An AI Agent that can answer questions about GitHub repositories for a user or an organization.
- Create a new repository using coloradocollective/ai-agent-assignment as a template.
- Create an OpenAI API Key and record the value.
- Add a repository secret
named
OPEN_AI_KEYand set your key from the previous step as the value. - Create a GitHub token with repository access and record the value.
- In GitHub actions start the test workflow to see that it passes.
- Clone your repository locally.
-
Copy the example environment file and fill in the necessary values.
cp .env.example .env source .env -
Run the app then visit localhost:5050.
uv run -m discovery
-
Paste your GitHub token into the login screen and ask a few queries.
-
Run fast tests
uv run -m unittest
-
Run slow tests
source .env RUN_SLOW_TESTS=true uv run -m unittest
Use the GitHub API documentation and add a new tool.
- In the GithubClient, define a method that calls the GitHub API endpoint you've chosen.

→ DATA RECORDS:

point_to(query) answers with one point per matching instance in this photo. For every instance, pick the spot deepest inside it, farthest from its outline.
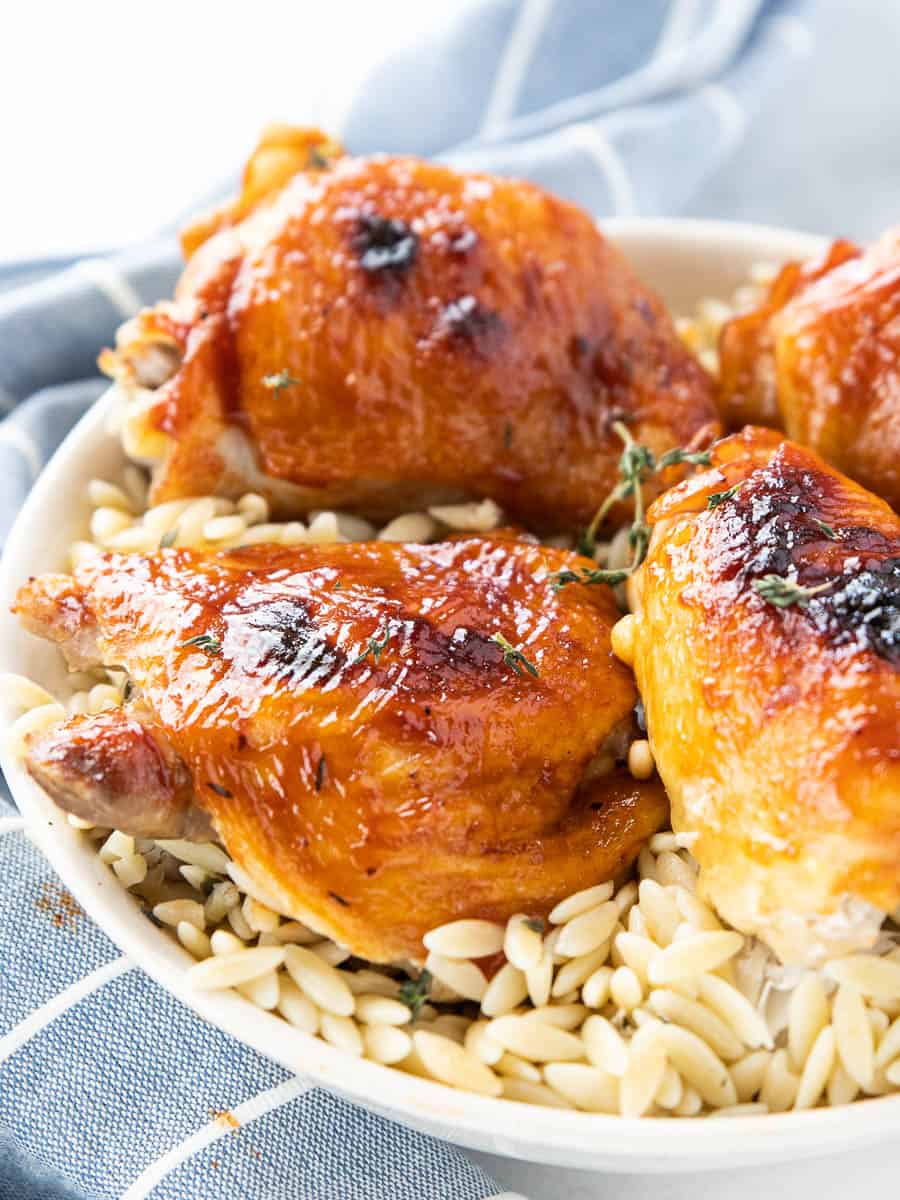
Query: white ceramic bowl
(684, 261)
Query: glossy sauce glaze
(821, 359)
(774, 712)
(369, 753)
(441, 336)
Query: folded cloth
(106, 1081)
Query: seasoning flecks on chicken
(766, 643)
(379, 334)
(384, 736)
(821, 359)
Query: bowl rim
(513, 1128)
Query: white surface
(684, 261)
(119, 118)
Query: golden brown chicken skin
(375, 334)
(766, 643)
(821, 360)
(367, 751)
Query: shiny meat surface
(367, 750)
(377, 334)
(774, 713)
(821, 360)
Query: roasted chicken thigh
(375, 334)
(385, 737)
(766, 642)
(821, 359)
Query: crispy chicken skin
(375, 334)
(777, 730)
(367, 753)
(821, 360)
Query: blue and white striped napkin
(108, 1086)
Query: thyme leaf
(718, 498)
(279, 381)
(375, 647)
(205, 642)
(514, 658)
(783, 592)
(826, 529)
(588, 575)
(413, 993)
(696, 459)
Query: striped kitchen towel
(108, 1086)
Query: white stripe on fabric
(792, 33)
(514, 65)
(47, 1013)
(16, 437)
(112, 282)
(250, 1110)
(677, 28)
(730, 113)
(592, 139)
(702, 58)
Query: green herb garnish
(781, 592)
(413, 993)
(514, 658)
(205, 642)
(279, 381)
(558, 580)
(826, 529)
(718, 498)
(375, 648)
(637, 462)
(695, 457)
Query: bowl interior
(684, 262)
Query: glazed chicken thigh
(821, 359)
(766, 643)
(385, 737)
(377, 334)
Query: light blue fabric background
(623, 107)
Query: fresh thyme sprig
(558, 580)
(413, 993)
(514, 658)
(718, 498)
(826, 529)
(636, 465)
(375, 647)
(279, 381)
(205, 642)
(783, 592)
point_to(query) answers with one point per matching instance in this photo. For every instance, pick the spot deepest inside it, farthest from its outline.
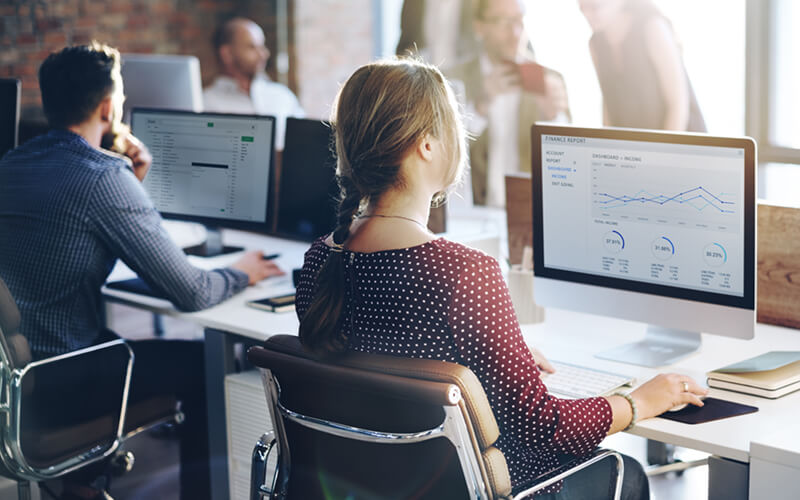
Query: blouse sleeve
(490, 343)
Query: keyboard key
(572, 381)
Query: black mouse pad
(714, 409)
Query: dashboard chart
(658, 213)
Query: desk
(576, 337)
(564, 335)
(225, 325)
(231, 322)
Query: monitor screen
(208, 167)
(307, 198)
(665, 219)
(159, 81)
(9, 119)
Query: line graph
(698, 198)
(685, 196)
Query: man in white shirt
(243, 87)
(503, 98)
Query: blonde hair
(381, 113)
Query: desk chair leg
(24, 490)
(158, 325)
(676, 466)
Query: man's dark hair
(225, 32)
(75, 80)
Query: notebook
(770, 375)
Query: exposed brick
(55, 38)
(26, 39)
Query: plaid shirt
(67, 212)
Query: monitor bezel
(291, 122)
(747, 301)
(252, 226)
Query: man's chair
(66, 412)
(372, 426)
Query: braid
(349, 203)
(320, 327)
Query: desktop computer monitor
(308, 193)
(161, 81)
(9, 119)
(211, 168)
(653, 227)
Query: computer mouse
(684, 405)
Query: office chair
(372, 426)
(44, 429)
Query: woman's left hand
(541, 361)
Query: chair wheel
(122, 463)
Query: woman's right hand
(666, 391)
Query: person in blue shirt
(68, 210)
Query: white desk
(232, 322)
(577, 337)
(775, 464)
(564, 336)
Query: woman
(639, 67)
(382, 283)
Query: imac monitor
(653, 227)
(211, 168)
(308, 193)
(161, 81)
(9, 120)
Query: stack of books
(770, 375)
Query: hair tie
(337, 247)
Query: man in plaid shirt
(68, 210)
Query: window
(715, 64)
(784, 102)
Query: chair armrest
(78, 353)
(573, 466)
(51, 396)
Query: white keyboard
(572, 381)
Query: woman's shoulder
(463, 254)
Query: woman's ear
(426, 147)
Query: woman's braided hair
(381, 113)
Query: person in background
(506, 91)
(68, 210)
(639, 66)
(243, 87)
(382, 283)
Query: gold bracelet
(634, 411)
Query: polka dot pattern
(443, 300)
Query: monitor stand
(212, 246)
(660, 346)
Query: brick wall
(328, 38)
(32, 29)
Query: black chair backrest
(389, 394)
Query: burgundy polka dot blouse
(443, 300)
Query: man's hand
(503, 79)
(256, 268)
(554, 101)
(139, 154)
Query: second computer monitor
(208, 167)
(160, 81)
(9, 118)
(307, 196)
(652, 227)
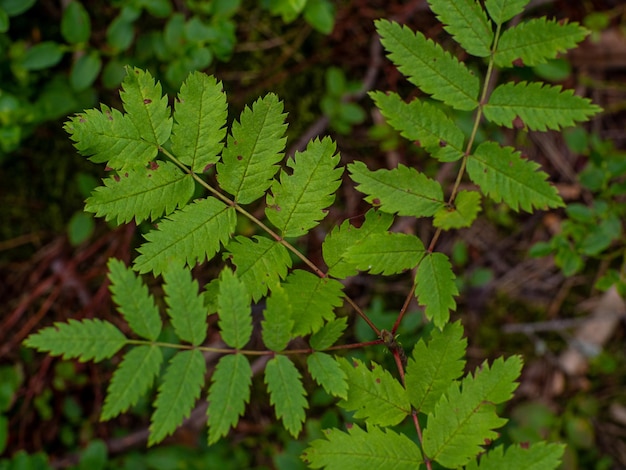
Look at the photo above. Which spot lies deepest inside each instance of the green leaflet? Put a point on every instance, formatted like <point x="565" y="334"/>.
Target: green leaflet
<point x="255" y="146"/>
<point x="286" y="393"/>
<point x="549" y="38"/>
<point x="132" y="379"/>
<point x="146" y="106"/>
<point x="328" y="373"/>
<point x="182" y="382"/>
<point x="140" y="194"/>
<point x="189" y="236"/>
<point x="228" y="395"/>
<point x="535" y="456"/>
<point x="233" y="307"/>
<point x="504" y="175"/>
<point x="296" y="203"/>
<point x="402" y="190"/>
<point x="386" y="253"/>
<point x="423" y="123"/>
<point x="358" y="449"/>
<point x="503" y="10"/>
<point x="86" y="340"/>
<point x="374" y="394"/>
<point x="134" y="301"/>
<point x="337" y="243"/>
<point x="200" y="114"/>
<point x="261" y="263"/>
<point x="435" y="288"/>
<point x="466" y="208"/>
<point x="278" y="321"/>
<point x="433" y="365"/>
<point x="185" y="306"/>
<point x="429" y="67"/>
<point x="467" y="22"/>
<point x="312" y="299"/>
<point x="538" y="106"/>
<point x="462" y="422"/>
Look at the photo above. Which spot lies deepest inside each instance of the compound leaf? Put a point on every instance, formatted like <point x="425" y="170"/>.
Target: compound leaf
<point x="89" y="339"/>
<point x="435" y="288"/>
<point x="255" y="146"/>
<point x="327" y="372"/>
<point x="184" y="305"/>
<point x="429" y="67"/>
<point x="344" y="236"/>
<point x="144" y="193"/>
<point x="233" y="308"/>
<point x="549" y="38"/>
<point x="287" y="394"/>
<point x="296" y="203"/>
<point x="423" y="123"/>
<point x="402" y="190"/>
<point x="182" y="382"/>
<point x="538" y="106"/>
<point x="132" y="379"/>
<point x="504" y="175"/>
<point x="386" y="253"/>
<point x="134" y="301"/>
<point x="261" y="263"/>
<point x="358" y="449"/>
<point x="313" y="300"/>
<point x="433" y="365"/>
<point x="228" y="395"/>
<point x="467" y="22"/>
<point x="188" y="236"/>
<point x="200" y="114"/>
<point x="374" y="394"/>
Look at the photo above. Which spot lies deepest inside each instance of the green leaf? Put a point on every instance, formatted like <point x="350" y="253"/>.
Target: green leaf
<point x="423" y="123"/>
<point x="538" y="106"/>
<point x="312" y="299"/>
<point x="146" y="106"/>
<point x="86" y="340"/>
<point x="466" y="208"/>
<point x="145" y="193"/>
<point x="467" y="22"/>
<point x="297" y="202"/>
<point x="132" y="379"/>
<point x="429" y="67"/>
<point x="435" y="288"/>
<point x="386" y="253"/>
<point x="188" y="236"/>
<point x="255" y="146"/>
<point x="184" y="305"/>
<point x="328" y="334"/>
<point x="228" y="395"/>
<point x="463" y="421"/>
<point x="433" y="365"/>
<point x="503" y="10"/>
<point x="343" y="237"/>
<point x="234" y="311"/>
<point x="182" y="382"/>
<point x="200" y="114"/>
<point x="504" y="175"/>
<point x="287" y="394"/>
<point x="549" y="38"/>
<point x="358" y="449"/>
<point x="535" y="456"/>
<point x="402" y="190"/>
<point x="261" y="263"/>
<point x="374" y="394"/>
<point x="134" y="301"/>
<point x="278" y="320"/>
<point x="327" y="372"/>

→ INSTRUCTIONS FOR THE TASK:
Please resume the instructions for the GitHub repository AI agent after their final step, writing the steps that come next. The records play no part in the work here.

→ TASK RESULT:
- Add a function to github_tools that calls your new method in the GitHub client. Return a JSON string of the data returned by the method.
- Add a Python docstring to your function that describes how OpenAI should use the function.
- Add the
@tool()decorator to the function. - Register the new tool by adding it to the list of tools that are returned by the
github_toolsmethod.
Run the application and see if you can have OpenAI use your tool to fetch data.
Now make sure the agent integrates properly with OpenAI to use your tool. This test will use the LLM and take more time to run. The focus of the test should be to check that the agent uses the correct tool to answer the question, but we have limited ability to check that the response is correct.
- Define a
test_method in test_repository_agent.py that will cover the new tool that was added. - Decorate the test method with the
@slowdecorator. - Add the
@responses.activatedecorator to the method to enable stubbing the API call. - Stub the API that your tool uses.
- Send a question to the agent and assert the correct tools are called
- Next, assert the response by spot-checking for relevant word(s).
- Make a commit and push your changes to the GitHub repository.
- Check to see that your test pass in the GitHub action, then submit your repository URL to Canvas.